TASK DESCRIPTION »
Quote each line of the listing below word for word, in the order given.

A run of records
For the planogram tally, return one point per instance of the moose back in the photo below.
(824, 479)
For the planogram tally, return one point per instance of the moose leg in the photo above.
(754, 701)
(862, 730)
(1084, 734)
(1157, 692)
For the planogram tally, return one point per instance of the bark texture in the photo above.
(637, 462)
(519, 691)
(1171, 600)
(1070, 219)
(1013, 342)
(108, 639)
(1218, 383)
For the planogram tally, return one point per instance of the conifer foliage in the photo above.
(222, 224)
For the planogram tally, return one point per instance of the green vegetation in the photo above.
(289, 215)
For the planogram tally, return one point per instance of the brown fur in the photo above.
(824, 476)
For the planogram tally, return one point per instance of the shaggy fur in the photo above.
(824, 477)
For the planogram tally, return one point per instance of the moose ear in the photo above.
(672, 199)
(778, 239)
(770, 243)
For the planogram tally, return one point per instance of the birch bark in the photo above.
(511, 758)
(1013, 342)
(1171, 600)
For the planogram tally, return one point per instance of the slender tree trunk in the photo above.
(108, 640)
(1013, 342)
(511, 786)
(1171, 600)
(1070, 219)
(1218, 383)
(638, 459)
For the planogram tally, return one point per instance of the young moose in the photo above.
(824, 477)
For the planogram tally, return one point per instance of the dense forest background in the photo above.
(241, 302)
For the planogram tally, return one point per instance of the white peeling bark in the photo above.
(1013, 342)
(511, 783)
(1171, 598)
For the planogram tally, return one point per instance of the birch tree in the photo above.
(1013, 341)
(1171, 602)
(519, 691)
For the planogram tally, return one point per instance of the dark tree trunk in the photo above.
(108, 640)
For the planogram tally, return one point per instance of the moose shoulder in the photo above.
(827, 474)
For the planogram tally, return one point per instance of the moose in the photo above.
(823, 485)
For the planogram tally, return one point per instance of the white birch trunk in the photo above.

IN RESPONSE »
For the planogram tally, return one point per instance of the moose back in the photo below.
(824, 479)
For the planogram tally, return one point per instance of the moose leg in the photo above.
(754, 701)
(862, 730)
(1084, 734)
(1157, 692)
For the planogram tally, return one point per instance of the bark texture in the photo above.
(637, 462)
(519, 691)
(1171, 600)
(1070, 219)
(1013, 342)
(108, 639)
(1218, 383)
For the planogram tally, return one point per instance of the conifer foliage in the photo above.
(222, 224)
For the planogram tally, return one point per instance of the green vegetation in the photo above.
(289, 215)
For the planogram tally, return one point per instance of the brown fur in the photo above.
(824, 476)
For the planogram tally, return one point per instance of the shaggy fur in the photo above.
(824, 477)
For the planogram tally, return one point per instance of the moose ear in the photo above.
(672, 199)
(778, 239)
(770, 243)
For the planogram tally, return one point per instance of the birch bark in the photo above.
(511, 758)
(1013, 342)
(1171, 600)
For the planogram tally, return one point per instance of the slender tree trunk in the photo above.
(108, 640)
(1013, 342)
(511, 786)
(1171, 600)
(1070, 219)
(1218, 383)
(638, 459)
For the planogram tally, return one point per instance of the young moose in the photo above.
(824, 477)
For the planogram tally, return one point per instance of the dense forest background in the photo above.
(241, 302)
For the planogram tally, return one point per instance of the white peeling bark in the photo above.
(1013, 342)
(511, 783)
(1171, 598)
For the planogram tally, return one point per instance of the birch tree in the photo above.
(1013, 341)
(1171, 602)
(519, 691)
For the planogram tally, return one point per instance of the dark tree trunk in the photo above.
(108, 640)
For the planogram tally, return one point per instance of the moose shoulder in the photo above.
(827, 474)
For the planogram tally, return one point per instance of the moose in the photo above.
(823, 485)
For the planogram tally, return one point per instance of the white birch trunk in the photo above.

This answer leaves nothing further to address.